*Sayfa*:
***

BAŞLIĞI attığımda yüzüme hafiften bir gülümseme yayıldı.
Geçmişe, çok geçmişe gidip anılarımı tazeledim birden.
Kimler geldi, kimler geçti…
Ne anılar var bilemezsiniz.
Bir gün konunun muhatapları köşelerine çekildiğinde bir kitap haline getirebilirim diye düşünüyorum.
Özellikle yerel yönetimlere soyunan çok karakteristik ortak bir özellikleri var.
Seçim öncesi ve seçim sonrası davranışları o kadar birbirine benzer ki...
“Vefa”nın bir semt adı olarak anılıyor olmasında onlar inanın çok etkenler.
Davranışlarındaki bu imgesel kesişme yönetme anlayışlarına da yansıyor.
Önce idealizm devreye giriyor.
Sempati ve sevecenlik ilk günlerin vazgeçilmezleri…
Etraflarını saran yağdanlıklar ve menfaat grupları bu davranışlarının çok çabuk yozlaşmasına neden oluyor.

***

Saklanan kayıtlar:

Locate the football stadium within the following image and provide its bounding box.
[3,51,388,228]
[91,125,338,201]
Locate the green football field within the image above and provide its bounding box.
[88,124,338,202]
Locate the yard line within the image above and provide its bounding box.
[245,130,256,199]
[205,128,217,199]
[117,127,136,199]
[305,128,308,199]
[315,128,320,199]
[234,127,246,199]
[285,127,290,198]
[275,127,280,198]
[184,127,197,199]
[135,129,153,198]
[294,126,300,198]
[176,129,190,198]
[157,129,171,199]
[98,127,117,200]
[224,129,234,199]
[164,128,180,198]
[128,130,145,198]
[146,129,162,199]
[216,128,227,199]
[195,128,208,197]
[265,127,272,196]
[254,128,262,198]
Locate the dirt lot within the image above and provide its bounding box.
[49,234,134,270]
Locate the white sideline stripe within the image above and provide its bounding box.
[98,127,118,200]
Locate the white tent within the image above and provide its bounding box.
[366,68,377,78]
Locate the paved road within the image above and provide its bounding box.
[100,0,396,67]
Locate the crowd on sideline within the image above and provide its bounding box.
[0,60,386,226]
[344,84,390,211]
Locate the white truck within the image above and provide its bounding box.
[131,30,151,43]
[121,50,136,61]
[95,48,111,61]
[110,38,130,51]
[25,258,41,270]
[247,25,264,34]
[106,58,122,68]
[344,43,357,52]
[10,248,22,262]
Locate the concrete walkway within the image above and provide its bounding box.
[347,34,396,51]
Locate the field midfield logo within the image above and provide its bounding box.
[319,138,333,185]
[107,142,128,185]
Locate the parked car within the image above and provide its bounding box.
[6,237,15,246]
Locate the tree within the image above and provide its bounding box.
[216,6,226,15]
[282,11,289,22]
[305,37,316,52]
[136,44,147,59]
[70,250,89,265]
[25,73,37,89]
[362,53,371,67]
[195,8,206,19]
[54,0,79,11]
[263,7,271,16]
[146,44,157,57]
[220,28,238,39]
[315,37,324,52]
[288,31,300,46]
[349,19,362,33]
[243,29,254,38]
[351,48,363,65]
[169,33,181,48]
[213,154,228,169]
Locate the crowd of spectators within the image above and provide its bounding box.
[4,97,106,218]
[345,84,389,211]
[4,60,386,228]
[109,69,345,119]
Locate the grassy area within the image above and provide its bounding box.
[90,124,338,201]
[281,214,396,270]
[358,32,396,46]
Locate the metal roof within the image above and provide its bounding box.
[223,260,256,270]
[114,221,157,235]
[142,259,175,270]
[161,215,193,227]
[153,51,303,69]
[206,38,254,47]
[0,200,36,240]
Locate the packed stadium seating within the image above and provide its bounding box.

***

*Yapılacaklar*:
**a.** Yerel yöneticiler hakkındaki yazıya göre yöneticilerin davranışlarının çok çabuk yozlaşmasına ne neden oluyor?
**b.** Aşağıdaki ifadelerin yerel yöneticiler hakkındaki yazıyla uyuşup uyuşmadığını belirtin. Her biri için evet ya da hayır deyin ve yazıdaki belirleyici sözleri aynen alıntılayın. (i) Yazar, anılarını bir gün kitap haline getirebileceğini düşünüyor. (ii) Yöneticilerin seçim öncesi ve seçim sonrası davranışları birbirinden çok farklıdır. (iii) Yönetme anlayışlarında önce idealizm devreye giriyor.

*Görevlere Göre Yanıtlar*:
**a.** Etraflarını saran yağdanlıklar ve menfaat grupları.

**b.**
(i) Evet: “Bir gün konunun muhatapları köşelerine çekildiğinde bir kitap haline getirebilirim diye düşünüyorum.”
(ii) Hayır: “Seçim öncesi ve seçim sonrası davranışları o kadar birbirine benzer ki...”
(iii) Evet: “Önce idealizm devreye giriyor.”